-- TASK BRIEF --
Arrange the listing from the line with "Could you point out the distant lake" up to and including the line with "(1245, 675)" as a two-column CSV headed "text" and "answer". Give one row for each text with its answer, putting each in a single quoted field and replacing line breaks with spaces.

-- EXTRACTED DATA --
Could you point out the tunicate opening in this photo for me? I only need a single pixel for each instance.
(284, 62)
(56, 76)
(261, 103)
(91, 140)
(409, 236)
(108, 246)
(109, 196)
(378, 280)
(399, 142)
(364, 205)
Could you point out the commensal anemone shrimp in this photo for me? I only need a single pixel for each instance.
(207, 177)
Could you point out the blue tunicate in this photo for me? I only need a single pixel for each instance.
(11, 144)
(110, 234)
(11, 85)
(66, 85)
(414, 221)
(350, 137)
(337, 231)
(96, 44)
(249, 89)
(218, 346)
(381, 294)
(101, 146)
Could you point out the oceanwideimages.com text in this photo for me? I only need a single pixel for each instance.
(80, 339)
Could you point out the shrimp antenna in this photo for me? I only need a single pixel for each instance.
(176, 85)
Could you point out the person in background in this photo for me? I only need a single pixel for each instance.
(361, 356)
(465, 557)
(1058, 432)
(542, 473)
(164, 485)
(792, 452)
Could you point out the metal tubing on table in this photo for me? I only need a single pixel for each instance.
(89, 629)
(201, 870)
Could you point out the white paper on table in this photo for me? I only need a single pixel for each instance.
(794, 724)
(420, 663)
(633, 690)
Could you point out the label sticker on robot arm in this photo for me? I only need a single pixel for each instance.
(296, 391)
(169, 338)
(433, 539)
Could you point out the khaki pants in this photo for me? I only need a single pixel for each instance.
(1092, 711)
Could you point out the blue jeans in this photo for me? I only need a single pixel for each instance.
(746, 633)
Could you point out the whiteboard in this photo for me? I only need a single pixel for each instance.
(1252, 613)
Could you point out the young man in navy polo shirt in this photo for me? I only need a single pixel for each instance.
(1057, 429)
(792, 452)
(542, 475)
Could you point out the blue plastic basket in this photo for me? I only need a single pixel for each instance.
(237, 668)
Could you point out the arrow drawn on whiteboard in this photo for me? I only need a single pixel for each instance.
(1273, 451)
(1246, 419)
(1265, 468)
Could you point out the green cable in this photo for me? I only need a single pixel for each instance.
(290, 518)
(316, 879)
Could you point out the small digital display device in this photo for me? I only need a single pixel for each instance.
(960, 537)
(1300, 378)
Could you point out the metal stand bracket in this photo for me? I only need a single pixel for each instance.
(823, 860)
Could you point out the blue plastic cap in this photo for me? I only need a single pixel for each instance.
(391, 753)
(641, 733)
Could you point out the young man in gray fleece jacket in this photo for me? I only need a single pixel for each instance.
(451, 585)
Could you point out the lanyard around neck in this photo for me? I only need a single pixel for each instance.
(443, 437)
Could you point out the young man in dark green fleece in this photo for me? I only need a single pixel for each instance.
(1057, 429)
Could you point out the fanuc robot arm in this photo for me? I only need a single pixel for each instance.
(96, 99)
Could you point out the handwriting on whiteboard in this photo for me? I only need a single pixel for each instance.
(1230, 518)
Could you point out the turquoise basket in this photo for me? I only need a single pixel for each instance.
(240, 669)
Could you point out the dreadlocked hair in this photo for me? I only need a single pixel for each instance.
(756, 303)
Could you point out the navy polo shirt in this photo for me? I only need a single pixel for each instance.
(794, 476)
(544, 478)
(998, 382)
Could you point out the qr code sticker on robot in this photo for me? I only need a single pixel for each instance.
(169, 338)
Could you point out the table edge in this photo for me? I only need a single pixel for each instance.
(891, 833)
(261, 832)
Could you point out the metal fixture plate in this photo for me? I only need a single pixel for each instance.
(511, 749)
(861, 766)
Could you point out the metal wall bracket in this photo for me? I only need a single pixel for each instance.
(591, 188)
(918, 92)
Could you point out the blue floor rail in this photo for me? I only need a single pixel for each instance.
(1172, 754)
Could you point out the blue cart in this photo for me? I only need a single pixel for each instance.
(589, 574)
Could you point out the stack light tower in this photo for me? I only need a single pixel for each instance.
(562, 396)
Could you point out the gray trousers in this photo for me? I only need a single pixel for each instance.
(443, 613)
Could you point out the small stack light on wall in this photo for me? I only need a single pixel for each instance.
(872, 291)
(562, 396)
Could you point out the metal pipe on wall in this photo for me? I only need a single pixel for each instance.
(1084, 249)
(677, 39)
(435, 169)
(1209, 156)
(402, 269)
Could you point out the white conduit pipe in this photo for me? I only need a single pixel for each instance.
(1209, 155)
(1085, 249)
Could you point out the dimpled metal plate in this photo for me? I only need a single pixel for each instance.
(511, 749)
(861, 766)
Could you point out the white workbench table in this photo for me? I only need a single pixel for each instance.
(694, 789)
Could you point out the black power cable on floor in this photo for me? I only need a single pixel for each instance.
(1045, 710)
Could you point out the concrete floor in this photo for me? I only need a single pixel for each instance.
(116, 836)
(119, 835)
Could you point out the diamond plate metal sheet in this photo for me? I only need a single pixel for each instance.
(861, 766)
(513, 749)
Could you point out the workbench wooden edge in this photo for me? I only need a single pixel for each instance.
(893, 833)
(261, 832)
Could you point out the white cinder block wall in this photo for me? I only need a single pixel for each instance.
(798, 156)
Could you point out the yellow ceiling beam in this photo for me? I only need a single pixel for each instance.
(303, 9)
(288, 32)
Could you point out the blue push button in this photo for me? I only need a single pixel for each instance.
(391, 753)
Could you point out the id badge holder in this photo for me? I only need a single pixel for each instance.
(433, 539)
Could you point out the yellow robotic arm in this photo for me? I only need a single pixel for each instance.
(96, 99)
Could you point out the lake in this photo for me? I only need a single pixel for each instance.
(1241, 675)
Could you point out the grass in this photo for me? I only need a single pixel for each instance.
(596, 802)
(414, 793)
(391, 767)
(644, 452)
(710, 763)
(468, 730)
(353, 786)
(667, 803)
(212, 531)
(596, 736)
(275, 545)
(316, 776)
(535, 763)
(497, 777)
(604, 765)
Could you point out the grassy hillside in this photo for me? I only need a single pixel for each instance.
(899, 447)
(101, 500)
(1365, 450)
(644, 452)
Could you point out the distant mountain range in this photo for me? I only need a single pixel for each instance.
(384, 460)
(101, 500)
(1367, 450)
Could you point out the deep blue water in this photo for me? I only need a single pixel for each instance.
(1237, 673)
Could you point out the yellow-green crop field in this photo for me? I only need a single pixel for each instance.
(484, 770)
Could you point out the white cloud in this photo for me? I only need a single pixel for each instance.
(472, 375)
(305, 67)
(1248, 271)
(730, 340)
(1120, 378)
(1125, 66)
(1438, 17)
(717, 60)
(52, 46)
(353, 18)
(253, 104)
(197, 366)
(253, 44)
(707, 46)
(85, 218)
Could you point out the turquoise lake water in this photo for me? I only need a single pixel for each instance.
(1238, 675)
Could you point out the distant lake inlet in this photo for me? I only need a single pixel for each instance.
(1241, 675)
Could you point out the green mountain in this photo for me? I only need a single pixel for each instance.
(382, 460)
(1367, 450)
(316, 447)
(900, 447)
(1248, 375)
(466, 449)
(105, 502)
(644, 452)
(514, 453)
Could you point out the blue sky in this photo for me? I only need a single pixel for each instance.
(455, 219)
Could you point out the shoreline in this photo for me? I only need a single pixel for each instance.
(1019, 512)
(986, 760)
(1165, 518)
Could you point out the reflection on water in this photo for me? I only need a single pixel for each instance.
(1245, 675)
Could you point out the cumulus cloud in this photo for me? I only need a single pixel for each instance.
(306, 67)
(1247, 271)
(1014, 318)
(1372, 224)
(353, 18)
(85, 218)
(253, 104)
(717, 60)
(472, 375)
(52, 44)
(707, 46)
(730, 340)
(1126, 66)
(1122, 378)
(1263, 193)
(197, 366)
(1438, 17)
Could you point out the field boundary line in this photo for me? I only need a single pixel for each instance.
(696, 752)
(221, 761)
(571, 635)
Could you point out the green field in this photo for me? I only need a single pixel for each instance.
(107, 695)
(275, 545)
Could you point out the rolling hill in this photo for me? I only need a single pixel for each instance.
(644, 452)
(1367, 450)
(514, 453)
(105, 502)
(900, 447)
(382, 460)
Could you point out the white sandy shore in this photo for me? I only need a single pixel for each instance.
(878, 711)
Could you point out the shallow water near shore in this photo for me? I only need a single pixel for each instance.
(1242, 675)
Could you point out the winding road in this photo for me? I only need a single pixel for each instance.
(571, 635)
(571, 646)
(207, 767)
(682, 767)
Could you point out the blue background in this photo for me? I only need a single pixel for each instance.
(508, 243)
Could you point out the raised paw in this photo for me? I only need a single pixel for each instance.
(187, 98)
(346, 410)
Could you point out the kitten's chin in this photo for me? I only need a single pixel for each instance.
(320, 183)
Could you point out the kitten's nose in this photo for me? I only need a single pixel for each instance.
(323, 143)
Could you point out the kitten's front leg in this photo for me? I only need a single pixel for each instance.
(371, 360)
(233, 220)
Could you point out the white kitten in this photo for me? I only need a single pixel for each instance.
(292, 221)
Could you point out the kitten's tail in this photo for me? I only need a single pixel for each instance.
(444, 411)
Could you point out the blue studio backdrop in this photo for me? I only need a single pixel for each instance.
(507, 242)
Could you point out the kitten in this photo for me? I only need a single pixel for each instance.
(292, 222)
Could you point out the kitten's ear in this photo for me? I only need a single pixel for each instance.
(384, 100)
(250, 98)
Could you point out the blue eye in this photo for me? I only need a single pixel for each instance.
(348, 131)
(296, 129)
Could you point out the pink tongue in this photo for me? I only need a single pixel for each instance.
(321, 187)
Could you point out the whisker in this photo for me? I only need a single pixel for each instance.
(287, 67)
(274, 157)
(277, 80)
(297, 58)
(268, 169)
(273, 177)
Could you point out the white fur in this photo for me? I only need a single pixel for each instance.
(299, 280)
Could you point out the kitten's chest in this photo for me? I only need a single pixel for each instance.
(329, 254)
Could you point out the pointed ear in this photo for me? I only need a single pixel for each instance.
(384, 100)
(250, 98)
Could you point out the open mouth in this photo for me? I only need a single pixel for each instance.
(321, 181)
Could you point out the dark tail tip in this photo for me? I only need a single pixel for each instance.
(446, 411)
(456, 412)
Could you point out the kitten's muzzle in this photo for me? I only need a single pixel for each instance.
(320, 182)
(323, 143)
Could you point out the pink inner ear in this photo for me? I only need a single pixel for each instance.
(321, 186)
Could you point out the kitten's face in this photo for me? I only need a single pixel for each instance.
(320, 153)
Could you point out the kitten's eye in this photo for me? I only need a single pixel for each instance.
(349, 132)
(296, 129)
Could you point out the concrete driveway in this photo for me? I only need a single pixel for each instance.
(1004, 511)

-- TASK ANSWER --
text,answer
"Could you point out the distant lake inlet in this photo for me? I only need a single pixel for each instance.","(1241, 675)"
"Could you point out the green mountain in this photo for me? I only need a single pixel for each instance.","(382, 460) (1367, 450) (316, 447) (900, 447) (1248, 375) (466, 449) (105, 502) (644, 452) (514, 453)"
"Could you point out the blue sky in this photo for me? I only need a single pixel for each instance.","(455, 219)"
"Could you point out the shoreline in this photo for me? I only need a single pixel for each instance.","(1019, 512) (986, 760) (1165, 518)"
"Could you point out the reflection on water in this photo for me? I only need a single pixel for each instance.","(1245, 675)"